- WHAT IS EXPECTED
Count the lines in the material below that contain the word "clear", and give only that number.
>> begin PROVIDED INFORMATION
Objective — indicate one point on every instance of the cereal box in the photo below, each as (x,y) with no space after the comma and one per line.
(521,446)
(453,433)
>> end PROVIDED INFORMATION
>> begin PROVIDED INFORMATION
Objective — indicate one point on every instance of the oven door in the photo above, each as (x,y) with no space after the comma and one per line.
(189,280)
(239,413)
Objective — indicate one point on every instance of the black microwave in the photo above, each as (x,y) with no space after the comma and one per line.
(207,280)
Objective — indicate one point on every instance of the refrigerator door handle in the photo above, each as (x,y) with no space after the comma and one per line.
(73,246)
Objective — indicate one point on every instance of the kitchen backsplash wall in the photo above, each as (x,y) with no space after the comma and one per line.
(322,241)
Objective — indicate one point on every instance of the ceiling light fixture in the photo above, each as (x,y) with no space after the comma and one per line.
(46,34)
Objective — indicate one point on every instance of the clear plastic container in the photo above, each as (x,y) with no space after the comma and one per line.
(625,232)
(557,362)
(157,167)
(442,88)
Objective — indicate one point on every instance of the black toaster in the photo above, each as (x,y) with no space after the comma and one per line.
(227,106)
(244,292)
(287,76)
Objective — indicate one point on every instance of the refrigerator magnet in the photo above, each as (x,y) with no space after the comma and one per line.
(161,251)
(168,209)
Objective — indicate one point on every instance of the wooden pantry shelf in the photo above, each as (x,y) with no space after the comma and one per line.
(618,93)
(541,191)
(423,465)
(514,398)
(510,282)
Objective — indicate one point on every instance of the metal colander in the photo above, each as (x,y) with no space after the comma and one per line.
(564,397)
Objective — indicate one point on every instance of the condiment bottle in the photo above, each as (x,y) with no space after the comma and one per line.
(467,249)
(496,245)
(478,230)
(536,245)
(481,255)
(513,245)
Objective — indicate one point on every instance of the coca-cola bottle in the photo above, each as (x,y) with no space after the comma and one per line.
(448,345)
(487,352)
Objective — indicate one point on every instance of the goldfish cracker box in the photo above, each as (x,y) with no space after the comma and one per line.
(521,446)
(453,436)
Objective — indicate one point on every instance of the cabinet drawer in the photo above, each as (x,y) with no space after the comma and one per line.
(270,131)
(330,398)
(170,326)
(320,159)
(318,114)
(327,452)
>> end PROVIDED INFORMATION
- RESULT OF THIS TASK
1